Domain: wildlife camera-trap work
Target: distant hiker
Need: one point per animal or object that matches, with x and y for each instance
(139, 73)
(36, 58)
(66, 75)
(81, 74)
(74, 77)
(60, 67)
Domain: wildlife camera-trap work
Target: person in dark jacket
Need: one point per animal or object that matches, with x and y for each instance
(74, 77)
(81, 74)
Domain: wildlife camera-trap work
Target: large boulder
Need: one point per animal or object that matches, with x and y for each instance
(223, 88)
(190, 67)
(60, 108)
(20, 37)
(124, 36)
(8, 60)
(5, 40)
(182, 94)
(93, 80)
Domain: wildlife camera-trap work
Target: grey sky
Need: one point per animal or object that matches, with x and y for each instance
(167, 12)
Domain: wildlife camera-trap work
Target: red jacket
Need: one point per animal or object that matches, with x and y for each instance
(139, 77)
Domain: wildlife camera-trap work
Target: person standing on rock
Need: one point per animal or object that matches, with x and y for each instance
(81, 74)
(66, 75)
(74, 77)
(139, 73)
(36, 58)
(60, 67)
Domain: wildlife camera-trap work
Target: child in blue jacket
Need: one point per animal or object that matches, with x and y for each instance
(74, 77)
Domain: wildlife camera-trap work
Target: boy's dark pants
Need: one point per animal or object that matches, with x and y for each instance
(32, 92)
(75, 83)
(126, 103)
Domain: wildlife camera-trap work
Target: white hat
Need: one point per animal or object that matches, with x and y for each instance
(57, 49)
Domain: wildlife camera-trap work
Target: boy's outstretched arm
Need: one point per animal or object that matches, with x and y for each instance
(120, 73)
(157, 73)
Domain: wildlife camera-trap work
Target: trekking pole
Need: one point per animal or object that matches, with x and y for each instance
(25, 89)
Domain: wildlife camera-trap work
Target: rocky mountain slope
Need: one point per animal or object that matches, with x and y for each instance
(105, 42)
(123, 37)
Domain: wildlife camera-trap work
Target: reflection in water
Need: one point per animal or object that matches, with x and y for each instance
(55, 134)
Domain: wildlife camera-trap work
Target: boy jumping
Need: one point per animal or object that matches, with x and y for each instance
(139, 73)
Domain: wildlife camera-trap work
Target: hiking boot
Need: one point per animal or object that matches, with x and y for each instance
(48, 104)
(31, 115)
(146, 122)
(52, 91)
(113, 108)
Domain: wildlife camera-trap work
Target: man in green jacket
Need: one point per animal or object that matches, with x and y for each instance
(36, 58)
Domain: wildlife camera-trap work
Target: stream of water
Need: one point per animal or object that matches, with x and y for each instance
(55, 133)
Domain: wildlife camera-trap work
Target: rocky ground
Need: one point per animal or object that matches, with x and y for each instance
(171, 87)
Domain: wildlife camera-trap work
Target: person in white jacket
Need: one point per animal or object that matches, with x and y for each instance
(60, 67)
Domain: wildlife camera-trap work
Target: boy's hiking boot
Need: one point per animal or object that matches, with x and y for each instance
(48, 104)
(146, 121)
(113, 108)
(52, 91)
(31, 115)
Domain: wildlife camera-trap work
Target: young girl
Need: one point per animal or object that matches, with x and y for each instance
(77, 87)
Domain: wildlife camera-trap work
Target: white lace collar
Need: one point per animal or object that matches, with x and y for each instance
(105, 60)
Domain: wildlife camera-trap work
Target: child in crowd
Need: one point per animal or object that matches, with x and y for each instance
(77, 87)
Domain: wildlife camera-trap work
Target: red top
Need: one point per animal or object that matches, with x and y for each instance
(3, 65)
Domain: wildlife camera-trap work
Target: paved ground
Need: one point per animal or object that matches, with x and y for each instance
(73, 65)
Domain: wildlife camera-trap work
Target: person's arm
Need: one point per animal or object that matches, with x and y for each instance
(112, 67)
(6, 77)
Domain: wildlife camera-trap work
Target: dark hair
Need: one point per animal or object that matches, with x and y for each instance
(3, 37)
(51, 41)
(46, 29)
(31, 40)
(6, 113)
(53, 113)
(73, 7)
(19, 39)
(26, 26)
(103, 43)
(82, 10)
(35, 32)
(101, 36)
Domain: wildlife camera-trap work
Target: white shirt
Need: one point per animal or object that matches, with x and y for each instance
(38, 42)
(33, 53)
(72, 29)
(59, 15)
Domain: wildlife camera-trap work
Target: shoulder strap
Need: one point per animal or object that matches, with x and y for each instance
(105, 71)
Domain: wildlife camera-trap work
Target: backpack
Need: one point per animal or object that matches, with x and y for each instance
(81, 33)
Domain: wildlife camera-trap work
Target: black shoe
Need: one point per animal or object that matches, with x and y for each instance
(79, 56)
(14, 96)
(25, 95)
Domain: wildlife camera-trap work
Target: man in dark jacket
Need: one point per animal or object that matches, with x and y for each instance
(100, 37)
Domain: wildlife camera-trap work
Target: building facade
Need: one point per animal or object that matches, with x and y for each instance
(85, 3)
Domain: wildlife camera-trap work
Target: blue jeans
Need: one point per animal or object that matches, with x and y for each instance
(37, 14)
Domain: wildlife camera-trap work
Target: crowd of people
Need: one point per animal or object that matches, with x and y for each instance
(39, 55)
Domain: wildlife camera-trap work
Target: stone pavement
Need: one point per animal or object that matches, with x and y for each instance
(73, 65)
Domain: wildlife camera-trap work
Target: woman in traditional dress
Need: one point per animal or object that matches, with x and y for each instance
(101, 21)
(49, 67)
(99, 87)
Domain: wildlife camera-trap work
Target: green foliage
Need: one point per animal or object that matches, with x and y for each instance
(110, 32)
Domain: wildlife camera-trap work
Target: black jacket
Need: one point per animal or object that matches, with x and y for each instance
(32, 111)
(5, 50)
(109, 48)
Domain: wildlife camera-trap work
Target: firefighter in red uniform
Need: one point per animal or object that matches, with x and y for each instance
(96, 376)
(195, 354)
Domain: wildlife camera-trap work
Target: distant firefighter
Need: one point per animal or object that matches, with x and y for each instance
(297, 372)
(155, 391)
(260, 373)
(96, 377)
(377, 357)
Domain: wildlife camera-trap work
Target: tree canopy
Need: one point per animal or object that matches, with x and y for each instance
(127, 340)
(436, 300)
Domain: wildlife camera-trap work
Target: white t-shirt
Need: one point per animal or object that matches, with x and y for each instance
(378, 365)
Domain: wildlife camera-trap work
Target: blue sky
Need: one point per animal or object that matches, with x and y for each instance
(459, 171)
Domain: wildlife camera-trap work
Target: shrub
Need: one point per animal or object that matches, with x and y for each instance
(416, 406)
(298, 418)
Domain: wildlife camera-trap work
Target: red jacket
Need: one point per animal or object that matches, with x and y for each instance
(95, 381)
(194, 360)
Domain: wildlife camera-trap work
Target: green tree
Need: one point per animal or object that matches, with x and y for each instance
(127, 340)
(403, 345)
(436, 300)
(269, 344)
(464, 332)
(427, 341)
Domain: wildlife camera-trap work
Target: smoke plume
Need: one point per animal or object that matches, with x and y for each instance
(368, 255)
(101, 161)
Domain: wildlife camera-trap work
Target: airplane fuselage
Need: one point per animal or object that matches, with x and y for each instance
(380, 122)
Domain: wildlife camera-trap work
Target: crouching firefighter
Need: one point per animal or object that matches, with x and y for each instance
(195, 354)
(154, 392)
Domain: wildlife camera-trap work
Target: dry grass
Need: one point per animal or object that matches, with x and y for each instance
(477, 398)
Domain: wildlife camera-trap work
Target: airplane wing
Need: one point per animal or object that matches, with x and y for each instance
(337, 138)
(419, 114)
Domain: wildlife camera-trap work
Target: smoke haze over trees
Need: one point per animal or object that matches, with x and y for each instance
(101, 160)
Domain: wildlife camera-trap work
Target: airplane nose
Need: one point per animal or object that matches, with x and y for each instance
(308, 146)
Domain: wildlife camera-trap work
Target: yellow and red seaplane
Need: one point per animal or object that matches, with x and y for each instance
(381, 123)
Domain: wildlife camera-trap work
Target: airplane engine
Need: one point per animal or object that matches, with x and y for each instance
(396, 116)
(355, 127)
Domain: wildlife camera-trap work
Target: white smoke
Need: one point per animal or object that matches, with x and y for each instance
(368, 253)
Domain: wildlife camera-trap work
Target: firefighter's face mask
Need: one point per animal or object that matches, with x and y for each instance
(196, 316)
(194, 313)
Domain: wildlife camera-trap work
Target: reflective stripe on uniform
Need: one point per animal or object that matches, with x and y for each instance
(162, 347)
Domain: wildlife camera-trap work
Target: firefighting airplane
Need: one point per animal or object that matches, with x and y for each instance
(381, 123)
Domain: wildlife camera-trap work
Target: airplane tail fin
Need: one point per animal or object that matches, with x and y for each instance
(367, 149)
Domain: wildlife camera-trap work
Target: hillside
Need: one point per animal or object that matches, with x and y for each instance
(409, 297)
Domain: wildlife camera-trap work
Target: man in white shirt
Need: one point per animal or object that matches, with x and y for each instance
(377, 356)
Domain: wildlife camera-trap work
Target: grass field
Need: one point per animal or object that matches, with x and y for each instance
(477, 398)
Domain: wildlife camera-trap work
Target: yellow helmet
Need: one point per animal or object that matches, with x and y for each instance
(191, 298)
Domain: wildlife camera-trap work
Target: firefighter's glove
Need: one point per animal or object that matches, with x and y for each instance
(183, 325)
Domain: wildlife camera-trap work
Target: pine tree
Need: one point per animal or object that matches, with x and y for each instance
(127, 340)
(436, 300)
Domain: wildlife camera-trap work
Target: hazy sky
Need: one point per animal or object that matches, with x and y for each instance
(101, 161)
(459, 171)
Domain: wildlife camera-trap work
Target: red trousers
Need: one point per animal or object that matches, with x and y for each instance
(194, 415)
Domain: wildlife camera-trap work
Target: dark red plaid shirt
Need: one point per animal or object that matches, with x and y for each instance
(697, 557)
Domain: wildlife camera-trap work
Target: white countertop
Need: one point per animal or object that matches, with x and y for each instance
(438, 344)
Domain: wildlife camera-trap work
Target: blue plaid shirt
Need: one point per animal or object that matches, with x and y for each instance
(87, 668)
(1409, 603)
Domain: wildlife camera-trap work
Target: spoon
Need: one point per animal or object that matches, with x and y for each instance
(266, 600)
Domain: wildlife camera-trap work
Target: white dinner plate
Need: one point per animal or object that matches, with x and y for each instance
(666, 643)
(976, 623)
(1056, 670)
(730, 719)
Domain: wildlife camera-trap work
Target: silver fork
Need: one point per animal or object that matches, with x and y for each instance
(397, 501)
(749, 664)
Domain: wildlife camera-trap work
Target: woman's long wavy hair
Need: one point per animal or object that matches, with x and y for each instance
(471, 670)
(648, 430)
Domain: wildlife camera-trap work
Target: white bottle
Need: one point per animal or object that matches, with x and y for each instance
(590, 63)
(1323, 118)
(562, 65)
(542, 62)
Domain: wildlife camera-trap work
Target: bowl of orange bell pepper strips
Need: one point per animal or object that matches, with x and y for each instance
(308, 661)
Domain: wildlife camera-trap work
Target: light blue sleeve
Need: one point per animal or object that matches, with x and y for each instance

▶ [OBJECTIVE] Copy every line of the records that contains the word "blue".

▶ [EXERCISE RESULT]
Target: child in blue jacket
Target: blue jeans
Target: blue sky
Target: blue plaid shirt
Target: light blue sleeve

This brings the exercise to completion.